The problem —
Return each line in the records below that contains the word "target".

[Collected data entries]
☆ ☆ ☆ ☆
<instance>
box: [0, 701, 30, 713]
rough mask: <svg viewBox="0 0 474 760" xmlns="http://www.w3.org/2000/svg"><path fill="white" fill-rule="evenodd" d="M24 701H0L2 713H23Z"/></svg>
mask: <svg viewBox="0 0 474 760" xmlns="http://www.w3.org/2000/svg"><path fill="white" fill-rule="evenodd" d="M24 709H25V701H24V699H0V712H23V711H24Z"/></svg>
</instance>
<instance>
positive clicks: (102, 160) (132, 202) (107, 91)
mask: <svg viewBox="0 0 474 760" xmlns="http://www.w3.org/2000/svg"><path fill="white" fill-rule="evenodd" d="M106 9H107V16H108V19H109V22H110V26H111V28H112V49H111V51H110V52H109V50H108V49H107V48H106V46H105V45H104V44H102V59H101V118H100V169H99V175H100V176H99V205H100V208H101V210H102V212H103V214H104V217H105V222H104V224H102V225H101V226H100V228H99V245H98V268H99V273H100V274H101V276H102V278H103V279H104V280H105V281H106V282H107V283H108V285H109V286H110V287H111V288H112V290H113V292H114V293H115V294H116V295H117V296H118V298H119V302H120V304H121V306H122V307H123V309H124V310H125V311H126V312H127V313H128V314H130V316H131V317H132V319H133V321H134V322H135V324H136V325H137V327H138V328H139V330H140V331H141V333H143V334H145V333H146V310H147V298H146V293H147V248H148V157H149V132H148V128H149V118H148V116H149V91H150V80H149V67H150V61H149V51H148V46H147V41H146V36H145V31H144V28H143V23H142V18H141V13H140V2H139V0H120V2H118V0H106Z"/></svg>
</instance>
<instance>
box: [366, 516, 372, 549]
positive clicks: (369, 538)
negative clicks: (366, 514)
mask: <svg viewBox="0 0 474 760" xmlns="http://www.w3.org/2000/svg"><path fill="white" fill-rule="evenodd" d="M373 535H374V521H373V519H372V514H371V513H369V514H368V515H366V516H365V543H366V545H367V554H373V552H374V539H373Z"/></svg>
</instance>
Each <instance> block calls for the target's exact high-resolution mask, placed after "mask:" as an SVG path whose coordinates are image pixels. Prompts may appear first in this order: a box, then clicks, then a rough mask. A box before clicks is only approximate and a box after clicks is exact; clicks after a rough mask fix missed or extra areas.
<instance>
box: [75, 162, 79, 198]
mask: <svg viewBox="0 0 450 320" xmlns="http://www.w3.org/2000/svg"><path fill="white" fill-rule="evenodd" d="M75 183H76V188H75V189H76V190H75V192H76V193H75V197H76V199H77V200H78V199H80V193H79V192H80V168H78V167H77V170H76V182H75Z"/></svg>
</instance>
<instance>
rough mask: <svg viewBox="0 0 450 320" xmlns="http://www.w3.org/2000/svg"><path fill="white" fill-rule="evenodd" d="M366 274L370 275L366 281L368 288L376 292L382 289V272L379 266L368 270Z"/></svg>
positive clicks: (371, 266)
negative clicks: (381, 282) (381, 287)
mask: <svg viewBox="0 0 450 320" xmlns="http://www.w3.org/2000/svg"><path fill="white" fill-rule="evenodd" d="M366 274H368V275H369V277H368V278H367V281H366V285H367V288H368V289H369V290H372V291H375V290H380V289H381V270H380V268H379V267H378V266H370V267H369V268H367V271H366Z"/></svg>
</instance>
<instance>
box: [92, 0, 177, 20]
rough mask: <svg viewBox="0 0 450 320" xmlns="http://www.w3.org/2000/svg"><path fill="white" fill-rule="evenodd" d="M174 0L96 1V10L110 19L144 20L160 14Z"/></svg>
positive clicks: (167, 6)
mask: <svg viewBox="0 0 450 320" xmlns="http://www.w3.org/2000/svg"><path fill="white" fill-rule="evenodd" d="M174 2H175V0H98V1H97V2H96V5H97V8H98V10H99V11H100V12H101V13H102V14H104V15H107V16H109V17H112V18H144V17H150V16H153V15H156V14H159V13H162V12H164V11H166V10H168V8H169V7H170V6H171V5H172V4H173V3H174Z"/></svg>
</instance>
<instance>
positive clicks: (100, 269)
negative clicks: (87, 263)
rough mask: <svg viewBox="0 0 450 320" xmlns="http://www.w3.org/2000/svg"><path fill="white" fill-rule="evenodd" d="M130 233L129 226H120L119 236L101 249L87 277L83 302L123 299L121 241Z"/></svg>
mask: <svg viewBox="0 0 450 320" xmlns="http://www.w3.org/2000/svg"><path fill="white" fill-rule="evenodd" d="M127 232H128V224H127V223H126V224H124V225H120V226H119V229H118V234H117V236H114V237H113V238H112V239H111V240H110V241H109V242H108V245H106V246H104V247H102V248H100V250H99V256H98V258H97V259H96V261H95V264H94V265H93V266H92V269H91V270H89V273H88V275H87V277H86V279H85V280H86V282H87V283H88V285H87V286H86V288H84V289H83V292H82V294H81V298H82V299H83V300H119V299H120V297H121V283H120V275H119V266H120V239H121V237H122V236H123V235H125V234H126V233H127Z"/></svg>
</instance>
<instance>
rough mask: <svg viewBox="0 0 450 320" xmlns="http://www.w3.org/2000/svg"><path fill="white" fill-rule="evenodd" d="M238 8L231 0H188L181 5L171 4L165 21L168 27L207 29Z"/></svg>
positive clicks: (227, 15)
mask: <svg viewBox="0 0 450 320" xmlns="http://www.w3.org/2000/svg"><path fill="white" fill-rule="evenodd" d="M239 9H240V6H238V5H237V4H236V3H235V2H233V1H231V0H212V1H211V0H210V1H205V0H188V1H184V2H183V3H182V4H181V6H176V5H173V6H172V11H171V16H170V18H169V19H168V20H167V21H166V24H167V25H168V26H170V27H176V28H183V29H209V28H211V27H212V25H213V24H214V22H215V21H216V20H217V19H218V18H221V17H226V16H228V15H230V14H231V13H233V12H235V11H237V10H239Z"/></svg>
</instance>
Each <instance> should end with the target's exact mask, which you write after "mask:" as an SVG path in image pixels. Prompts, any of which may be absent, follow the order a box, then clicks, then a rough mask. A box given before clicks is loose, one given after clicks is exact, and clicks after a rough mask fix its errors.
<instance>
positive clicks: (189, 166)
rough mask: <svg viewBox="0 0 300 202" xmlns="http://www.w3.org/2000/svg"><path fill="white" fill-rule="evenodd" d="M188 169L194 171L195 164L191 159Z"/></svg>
☆ ☆ ☆ ☆
Worked solution —
Each <instance> block calls for the target's exact high-resolution mask, placed after "mask:" as an SVG path whose coordinates are image pixels. Prompts may appear first in this order: a box, then clicks, then a rough mask. A box before clicks is only approximate and a box after clicks is exact; clicks after a rough mask fix missed or extra areas.
Each <instance> should end with the target's exact mask, which you write after "mask:" as an SVG path in image pixels. Prompts, any of which may be absent, follow the order a box, then clicks, then a rough mask. A box given before clicks is loose, one given after clicks is exact, and clicks after a rough mask fix its errors.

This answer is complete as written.